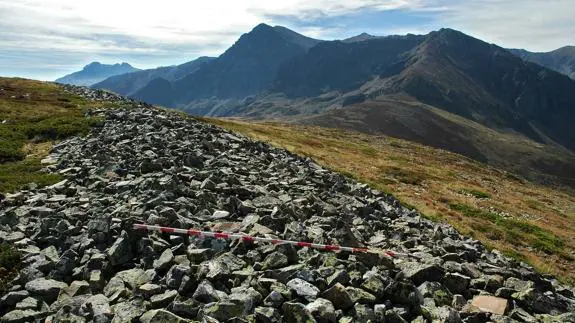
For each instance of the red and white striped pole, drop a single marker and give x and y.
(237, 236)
* * *
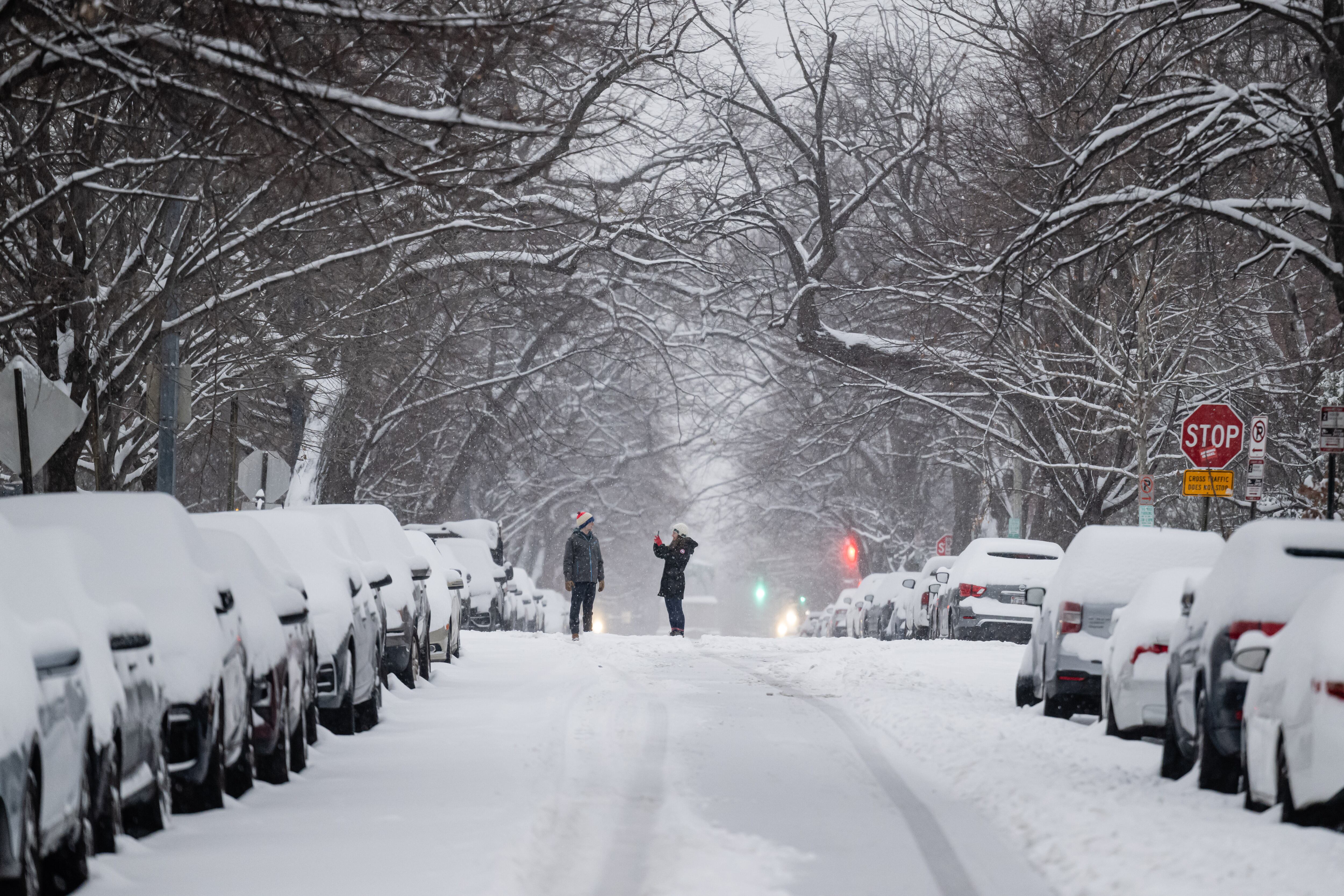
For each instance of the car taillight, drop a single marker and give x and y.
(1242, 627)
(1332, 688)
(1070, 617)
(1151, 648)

Exercise requirements: Could you return, word for word, the lines starting at the one that contains "For each instance of the car" and ending with the one that contains "(1151, 648)", both included?

Expected answer:
For each instance of the car taillight, drop a single marker and give x and y.
(1242, 627)
(1332, 688)
(1070, 617)
(1151, 648)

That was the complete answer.